====== Records
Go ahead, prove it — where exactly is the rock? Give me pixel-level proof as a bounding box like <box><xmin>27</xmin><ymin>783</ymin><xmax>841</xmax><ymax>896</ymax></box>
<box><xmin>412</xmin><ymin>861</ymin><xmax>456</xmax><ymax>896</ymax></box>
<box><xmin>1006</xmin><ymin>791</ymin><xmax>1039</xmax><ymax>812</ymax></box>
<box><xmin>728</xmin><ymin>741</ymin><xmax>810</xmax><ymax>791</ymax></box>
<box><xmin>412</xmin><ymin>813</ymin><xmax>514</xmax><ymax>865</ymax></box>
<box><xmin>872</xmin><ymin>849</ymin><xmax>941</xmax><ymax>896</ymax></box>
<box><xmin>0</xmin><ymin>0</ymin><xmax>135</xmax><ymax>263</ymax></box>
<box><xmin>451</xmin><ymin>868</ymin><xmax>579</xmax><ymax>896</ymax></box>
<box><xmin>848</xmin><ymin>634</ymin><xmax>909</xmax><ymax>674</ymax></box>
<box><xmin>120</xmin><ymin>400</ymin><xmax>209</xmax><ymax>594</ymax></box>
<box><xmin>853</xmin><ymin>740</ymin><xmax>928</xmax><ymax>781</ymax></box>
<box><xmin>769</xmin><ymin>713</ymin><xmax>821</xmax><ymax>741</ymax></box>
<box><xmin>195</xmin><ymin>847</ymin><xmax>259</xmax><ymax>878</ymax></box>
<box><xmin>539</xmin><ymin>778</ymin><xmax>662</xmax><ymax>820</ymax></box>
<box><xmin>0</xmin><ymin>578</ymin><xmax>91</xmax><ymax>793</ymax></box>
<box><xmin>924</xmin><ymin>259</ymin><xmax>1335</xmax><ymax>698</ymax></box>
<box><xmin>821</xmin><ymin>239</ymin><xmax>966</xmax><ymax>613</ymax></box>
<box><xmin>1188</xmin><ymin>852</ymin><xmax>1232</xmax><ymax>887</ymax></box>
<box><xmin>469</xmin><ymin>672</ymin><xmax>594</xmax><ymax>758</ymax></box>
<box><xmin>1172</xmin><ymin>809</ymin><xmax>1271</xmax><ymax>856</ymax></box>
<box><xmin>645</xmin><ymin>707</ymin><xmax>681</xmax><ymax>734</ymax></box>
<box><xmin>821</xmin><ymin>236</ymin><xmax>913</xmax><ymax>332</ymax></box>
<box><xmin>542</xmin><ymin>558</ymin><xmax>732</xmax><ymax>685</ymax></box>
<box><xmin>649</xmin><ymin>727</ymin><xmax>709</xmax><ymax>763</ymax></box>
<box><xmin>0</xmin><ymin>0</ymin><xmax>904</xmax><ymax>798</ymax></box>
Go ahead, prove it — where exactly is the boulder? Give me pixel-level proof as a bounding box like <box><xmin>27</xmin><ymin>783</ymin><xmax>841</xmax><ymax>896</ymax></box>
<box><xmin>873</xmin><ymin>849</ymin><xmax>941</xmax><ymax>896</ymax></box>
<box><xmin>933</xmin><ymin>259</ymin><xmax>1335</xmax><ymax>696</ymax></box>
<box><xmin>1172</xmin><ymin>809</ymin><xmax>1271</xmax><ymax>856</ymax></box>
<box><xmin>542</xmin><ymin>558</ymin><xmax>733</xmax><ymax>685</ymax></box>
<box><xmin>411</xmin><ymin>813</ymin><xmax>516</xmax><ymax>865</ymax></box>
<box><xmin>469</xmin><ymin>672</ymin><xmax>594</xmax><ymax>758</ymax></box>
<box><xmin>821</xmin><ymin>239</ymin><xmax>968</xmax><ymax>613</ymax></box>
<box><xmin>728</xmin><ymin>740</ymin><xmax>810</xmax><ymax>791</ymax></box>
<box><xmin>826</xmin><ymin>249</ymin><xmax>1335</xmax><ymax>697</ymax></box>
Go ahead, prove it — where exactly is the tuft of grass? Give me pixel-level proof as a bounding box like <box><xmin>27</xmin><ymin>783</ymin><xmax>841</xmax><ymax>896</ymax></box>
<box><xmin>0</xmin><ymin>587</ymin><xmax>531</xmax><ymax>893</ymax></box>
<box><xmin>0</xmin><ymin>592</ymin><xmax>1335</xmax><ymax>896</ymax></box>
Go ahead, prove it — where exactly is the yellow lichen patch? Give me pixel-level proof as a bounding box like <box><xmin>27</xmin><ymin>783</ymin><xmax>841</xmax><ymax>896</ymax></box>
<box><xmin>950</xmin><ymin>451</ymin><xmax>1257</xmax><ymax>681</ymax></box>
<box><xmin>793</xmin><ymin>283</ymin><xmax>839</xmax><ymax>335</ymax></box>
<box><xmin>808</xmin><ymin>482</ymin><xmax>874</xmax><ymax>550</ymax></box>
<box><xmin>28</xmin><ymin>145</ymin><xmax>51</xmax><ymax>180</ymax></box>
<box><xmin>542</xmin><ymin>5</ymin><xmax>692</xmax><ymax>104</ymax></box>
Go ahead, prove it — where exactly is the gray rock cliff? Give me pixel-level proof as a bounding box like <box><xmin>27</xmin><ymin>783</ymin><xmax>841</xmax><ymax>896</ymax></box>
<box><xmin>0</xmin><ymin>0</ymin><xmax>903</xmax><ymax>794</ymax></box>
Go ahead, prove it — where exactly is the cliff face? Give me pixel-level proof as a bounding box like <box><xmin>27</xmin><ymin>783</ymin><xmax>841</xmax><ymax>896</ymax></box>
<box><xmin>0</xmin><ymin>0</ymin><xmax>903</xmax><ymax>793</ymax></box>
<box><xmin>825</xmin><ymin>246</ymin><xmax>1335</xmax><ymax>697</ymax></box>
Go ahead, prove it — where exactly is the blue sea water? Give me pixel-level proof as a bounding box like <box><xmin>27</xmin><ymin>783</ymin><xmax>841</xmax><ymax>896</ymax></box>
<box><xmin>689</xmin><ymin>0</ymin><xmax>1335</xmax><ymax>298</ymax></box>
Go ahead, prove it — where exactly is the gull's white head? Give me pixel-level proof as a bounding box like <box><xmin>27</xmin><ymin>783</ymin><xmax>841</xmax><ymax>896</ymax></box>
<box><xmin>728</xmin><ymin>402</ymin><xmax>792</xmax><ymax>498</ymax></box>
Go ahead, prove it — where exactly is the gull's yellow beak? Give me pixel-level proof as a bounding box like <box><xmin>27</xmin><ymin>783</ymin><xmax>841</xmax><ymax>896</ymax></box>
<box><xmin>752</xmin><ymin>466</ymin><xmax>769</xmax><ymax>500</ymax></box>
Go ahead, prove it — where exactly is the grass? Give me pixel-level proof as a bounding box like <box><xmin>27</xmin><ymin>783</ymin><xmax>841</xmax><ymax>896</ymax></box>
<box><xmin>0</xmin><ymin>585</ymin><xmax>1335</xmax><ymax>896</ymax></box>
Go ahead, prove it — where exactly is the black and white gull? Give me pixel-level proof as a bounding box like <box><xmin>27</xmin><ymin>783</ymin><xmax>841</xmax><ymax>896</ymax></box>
============
## What the exercise asks:
How many lines in the rows above contain the string "rock"? Reply with the number alone.

## Response:
2